Dans l’extrait sur la belle-fille du duc de Luynes, à quelle charge fut-elle nommée avant de la refuser ?

- EXTRAIT DU TEXTE
----------

L’Empereur n’admettait aucune notabilité qui n’émanât pas de lui et, quoique le duc de Luynes fût sénateur et rendit de grands hommages au chef de l’État, l’attitude indépendante de sa belle-fille fut remarquée et déplut. Nommée dame de l’impératrice, elle refusa ; l’Empereur insista ; elle fut mandée chez lui ; il combattit moitié sérieusement, moitié en riant, toutes les excuses qu’elle lui présenta. Toutefois, il alla jusqu’à la menacer de rendre sa famille responsable de ses caprices. Elle pouvait consulter les murs de Dampierre, ils lui diraient qu’ils n’appartenaient aux Luynes que par la confiscation ; il serait prudent, selon lui, de ne pas oublier le précédent.

----------

- MATÉRIEL FOURNI
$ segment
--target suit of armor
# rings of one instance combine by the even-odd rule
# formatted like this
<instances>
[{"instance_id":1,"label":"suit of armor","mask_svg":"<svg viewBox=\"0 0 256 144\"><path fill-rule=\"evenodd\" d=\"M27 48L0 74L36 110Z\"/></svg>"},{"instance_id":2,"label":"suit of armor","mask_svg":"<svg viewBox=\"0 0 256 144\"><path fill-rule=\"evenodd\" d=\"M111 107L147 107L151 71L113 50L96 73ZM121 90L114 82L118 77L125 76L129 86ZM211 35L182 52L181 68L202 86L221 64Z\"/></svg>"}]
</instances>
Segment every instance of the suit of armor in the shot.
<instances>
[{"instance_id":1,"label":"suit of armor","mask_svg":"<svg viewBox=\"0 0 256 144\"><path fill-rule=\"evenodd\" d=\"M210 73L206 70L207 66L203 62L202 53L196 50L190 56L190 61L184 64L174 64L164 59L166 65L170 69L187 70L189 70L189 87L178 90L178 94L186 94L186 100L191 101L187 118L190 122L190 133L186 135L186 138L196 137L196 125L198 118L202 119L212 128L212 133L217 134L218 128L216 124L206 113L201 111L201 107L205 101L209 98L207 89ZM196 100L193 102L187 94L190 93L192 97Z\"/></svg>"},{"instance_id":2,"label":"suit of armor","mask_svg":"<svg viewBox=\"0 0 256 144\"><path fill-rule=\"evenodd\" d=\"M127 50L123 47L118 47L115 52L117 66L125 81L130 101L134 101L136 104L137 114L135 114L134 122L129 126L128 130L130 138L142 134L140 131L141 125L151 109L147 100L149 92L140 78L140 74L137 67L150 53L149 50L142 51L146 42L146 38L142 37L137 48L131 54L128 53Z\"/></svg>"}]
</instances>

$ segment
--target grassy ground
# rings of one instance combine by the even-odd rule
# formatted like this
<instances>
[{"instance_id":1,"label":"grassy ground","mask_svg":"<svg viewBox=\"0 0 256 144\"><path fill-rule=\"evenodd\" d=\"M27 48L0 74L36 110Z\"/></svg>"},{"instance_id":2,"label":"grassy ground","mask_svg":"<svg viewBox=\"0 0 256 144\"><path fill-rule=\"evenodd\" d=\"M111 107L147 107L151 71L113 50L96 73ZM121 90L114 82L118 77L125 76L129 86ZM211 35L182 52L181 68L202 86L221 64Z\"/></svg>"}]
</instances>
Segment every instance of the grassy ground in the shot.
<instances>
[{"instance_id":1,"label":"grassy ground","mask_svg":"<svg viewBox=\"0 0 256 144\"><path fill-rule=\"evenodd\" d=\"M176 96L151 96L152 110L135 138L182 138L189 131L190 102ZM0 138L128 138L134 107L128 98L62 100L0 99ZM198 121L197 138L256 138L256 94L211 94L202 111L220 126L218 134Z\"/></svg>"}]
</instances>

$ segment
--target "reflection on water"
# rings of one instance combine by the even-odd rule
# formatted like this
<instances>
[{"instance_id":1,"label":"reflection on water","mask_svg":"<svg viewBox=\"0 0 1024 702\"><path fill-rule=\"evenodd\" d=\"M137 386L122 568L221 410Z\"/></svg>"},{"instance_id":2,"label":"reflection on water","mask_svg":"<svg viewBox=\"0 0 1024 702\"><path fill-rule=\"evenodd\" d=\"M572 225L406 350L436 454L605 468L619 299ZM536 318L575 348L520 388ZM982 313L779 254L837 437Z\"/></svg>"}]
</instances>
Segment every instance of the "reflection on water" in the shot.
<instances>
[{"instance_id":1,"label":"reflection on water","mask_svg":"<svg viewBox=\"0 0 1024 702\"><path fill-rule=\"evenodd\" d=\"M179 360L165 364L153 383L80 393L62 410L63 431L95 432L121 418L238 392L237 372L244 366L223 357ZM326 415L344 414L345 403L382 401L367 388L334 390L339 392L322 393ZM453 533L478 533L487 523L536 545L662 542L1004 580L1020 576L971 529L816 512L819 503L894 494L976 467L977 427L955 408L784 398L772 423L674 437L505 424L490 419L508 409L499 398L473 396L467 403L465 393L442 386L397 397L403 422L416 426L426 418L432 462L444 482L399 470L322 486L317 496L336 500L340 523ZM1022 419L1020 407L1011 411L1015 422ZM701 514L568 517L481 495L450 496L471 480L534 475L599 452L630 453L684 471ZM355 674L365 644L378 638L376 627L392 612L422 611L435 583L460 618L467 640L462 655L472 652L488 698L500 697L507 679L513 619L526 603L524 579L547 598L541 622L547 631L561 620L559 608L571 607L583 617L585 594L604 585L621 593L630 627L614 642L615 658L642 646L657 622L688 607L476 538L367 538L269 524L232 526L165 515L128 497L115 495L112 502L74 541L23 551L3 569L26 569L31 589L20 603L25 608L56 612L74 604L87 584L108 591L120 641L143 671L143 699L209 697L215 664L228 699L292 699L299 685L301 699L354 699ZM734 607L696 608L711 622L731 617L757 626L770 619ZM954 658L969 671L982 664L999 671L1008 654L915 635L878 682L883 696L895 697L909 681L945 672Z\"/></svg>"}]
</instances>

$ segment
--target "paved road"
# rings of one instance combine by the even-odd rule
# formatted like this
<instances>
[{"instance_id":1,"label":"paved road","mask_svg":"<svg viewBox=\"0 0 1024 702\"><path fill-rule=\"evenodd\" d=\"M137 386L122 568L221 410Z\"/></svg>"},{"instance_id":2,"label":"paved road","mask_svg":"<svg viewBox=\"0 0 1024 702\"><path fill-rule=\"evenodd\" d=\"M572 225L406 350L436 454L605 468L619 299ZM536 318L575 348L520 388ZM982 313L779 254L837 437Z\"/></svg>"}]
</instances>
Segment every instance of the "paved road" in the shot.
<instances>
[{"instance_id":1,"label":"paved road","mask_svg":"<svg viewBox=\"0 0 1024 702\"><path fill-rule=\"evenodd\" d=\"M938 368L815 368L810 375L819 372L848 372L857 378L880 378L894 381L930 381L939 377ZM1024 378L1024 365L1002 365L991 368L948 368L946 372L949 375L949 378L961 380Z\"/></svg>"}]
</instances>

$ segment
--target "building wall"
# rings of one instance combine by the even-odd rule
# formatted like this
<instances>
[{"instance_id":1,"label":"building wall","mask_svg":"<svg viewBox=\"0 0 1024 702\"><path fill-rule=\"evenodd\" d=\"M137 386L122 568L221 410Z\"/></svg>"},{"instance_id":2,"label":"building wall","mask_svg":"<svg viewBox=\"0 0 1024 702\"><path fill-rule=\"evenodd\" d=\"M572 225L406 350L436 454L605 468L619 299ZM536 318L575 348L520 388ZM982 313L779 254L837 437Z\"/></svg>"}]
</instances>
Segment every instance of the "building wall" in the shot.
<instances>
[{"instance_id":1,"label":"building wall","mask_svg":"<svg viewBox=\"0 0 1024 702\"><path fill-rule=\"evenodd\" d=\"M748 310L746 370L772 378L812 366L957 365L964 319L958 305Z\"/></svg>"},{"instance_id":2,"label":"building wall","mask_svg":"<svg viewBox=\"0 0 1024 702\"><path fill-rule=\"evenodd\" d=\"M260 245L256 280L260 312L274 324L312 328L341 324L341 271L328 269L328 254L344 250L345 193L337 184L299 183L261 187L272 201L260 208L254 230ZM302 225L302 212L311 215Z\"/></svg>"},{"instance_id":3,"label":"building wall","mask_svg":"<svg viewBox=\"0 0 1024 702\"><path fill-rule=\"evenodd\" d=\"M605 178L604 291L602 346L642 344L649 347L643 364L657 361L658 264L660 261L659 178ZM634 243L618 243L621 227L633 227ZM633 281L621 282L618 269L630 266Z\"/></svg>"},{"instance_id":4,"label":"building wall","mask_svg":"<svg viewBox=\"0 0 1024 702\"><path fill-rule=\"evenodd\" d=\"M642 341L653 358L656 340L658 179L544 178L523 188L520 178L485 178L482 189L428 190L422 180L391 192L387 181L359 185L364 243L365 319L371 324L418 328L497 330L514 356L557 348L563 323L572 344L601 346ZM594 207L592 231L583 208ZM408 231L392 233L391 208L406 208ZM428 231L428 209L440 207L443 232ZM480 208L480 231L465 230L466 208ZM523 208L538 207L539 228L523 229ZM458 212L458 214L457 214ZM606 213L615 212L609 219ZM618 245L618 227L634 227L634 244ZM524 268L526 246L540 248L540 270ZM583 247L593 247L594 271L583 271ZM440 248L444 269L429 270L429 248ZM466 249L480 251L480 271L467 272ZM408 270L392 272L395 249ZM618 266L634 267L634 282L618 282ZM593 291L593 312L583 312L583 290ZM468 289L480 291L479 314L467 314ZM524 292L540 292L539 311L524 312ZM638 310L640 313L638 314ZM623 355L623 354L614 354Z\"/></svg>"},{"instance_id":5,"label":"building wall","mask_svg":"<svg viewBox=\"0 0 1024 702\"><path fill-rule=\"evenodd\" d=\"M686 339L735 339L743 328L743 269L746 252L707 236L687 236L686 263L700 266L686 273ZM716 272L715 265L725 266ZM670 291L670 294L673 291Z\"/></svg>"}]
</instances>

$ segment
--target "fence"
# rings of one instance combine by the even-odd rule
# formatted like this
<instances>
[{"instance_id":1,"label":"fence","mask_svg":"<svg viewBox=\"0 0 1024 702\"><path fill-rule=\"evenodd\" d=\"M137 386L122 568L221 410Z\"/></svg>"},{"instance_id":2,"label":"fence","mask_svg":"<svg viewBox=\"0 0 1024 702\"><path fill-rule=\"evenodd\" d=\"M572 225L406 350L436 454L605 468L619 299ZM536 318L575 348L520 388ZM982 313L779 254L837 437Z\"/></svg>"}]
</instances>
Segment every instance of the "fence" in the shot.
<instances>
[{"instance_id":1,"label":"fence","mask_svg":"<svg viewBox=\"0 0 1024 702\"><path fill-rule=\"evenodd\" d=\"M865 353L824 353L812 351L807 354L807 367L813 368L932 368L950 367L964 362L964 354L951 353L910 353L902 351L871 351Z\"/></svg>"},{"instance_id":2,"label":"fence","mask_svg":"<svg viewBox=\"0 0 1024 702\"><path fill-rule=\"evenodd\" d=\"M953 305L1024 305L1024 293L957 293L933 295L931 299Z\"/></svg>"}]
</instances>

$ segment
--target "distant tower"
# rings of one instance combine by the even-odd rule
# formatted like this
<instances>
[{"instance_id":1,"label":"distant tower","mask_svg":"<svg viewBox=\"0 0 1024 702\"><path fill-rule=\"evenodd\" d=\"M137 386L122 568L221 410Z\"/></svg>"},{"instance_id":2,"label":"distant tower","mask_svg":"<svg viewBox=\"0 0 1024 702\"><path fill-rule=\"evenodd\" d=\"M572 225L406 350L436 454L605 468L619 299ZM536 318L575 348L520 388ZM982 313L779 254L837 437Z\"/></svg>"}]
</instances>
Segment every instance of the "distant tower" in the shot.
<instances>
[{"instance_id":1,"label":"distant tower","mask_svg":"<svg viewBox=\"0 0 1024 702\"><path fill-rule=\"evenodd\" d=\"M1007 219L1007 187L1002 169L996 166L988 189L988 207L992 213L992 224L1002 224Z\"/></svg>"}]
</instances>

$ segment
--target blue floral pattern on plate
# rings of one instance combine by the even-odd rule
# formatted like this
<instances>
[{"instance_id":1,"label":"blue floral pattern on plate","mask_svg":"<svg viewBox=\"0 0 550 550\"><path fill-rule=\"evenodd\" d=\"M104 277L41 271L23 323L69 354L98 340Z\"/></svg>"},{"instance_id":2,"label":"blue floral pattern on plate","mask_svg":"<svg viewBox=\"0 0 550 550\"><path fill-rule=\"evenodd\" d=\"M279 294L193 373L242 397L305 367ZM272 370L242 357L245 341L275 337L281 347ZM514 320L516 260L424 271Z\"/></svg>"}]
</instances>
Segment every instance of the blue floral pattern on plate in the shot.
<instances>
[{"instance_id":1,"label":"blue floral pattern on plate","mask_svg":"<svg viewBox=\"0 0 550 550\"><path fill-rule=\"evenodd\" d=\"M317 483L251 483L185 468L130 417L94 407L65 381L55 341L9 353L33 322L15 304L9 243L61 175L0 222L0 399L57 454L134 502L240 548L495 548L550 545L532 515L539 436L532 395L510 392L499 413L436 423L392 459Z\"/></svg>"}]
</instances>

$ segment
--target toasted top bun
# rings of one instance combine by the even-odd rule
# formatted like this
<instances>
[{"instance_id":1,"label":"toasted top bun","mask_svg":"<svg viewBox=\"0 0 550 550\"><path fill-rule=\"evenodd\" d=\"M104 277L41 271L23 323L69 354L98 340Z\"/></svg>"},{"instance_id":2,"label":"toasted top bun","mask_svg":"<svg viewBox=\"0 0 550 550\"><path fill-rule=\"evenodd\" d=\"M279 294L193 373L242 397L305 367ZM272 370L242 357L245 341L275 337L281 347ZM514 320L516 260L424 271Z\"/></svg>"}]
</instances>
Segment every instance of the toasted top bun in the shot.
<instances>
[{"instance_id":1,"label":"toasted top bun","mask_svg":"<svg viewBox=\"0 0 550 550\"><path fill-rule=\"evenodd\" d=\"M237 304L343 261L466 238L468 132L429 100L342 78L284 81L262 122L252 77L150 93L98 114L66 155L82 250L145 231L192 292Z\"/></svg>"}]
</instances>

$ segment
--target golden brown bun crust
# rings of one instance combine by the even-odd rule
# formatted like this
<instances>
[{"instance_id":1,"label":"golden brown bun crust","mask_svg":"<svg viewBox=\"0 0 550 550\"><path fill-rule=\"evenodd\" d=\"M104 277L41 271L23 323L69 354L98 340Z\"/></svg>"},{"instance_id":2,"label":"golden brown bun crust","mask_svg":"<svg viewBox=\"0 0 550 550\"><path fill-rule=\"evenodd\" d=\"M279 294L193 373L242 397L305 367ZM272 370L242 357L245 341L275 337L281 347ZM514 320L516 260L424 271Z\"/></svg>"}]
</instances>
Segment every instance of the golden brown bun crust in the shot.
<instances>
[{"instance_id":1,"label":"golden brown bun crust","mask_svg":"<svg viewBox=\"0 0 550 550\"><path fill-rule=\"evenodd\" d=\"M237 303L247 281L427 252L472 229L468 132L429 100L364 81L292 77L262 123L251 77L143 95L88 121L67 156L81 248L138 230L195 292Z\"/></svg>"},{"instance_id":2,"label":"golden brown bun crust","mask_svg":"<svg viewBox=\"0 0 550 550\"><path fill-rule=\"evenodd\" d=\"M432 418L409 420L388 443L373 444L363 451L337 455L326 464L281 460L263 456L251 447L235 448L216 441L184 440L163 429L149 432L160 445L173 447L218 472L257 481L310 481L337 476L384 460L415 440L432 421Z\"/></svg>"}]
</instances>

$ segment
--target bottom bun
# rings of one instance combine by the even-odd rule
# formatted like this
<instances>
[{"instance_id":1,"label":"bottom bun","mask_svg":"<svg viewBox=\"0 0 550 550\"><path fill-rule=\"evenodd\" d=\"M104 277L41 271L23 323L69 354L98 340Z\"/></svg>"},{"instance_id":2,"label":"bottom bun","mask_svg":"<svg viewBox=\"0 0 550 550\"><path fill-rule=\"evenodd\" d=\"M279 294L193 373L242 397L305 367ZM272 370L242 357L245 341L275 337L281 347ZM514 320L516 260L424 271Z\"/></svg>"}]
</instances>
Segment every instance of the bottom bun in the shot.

----------

- SOLUTION DÉTAILLÉE
Elle fut nommée dame de l’impératrice.